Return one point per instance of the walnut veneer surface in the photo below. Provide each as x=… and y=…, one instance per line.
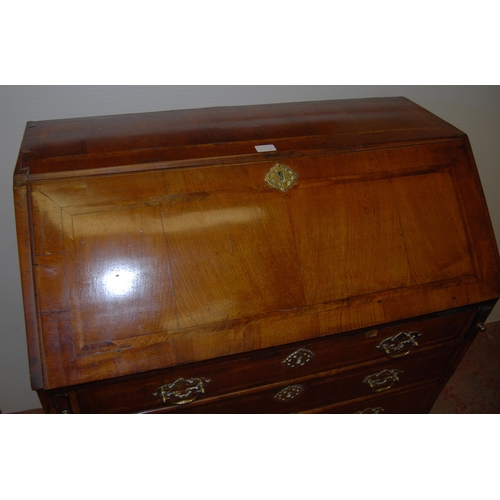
x=162, y=273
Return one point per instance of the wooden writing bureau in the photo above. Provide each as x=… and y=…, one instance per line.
x=332, y=256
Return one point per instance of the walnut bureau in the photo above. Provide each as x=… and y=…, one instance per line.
x=326, y=256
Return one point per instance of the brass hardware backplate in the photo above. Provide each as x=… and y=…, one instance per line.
x=377, y=409
x=383, y=380
x=289, y=393
x=182, y=391
x=298, y=358
x=281, y=177
x=399, y=345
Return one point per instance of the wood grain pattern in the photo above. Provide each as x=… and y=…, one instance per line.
x=150, y=242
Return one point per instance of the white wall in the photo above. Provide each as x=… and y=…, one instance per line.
x=475, y=110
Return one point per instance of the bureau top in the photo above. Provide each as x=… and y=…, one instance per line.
x=55, y=148
x=153, y=240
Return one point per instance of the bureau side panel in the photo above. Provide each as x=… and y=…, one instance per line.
x=24, y=240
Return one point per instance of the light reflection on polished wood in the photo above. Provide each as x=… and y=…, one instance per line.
x=155, y=241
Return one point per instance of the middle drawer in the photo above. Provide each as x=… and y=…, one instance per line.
x=182, y=385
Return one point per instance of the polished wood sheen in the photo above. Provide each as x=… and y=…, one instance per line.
x=152, y=249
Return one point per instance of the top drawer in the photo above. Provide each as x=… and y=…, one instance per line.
x=207, y=380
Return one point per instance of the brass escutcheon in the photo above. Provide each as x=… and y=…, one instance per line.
x=382, y=381
x=182, y=391
x=400, y=345
x=281, y=177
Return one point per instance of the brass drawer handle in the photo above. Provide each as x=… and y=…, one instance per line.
x=289, y=393
x=182, y=391
x=298, y=358
x=377, y=409
x=382, y=381
x=400, y=345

^^^^

Problem details:
Look above for the line containing "Return one point per instance of the top"; reproduce it and every line after it through the end of the material, exactly, and nothing else.

Response for this exercise:
Return one point per instance of the top drawer in the photo above. Provide each as x=… and y=…, one instance per line.
x=207, y=380
Return one point per instance of the brass escutcheon in the photo above. Provide each as x=… and y=…, one instance per line.
x=382, y=381
x=182, y=391
x=400, y=345
x=281, y=177
Return one point per instance of the brass drawer handle in the photo above. Provide each as x=… and y=…, one instance per line.
x=289, y=393
x=182, y=391
x=298, y=358
x=377, y=409
x=382, y=381
x=400, y=345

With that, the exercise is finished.